*INFORMATION PROVIDED*.
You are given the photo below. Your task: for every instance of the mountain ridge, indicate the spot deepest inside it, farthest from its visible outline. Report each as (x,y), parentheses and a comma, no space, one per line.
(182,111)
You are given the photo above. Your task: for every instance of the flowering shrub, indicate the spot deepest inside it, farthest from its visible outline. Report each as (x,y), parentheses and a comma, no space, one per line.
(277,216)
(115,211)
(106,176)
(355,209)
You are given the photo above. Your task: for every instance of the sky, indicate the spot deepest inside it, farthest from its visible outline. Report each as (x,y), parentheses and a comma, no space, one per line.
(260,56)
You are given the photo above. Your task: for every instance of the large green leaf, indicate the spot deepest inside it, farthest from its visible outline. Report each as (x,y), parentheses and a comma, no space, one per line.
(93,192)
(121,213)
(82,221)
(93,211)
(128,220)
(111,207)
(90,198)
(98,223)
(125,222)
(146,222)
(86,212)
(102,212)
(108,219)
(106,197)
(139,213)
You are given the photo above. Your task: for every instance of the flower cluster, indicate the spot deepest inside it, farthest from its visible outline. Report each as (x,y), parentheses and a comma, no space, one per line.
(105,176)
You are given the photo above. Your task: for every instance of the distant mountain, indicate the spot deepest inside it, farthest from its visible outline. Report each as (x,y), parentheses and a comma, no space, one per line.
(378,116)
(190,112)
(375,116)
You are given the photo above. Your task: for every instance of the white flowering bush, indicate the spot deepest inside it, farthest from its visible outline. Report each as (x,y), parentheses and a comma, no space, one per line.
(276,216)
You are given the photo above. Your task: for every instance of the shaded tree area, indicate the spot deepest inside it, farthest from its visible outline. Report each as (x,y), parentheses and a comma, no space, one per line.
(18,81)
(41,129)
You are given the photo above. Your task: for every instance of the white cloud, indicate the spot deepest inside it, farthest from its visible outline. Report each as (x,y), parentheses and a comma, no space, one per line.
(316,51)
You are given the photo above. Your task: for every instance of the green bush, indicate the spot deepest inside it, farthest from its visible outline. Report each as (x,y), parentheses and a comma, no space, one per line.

*TRY IT*. All entries above are to be reproduced exactly.

*TASK ANSWER*.
You are given the photo below. Your task: for every instance of the mountain ridge, indicate the spot deepest inside it, farthest from its visible outline. Report each as (x,y), parentheses and a comma, no space, one per line.
(182,111)
You are given the photo above. Your task: for every instance of the flowering shrub, indicate the spot deepest inside it, farthest from its visible outline. Report each as (x,y), parentheses and a comma, no space, one per line.
(277,216)
(115,211)
(106,176)
(355,209)
You are given the photo above. Your task: for every instance of the sky, indicate the spot deepest inside it, farthest from its visible outline. Report each as (x,y), parentheses and a comma, no space, one per line.
(260,56)
You are given the photo above. Your task: for every instance of the large green leaf, indicate the spot deepest inside it, farthest from its visible outline. Report each as (x,y), parentheses and a comma, no space, one per line.
(93,192)
(121,213)
(82,221)
(93,211)
(128,220)
(111,207)
(90,198)
(98,223)
(125,222)
(146,222)
(86,212)
(102,212)
(108,219)
(106,197)
(139,213)
You are given the photo above. Your task: for every instance of the flower cluster, indicate the spot deepest inside it, farthest from its visible outline. Report each as (x,y), parentheses and a comma, no space, one per line.
(105,176)
You are given the photo above. Your task: for every instance of the distant mountain, indicate the spot deepest inside it, farthest from its visible outline. Report each as (x,y), parentheses and a comma, no space, one per line.
(378,116)
(190,112)
(375,116)
You are given the photo above. Your task: for every instance of the white flowering bush, indicate the spot deepest inside it, farthest from its visible outline. Report each as (x,y), parentheses and a comma, no space, one per line.
(276,216)
You are given the photo above. Your task: for every instance of the shaded tree area, indicate the spot deepest inside it, farthest from its visible outline. Report each as (x,y), parentheses and a comma, no space, one per line.
(18,81)
(41,129)
You are given the photo above. Your task: for every instance of the white cloud, indicate the spot deepest inside it, farthest from its visible outline. Report each as (x,y), parentheses and a comma, no space, one per line.
(316,51)
You are given the photo above. Your task: for every instance of the green bush, indicate the spot deepest inside it, farthest from its visible outline. Report each as (x,y), parentheses and a comma, no space, one per line.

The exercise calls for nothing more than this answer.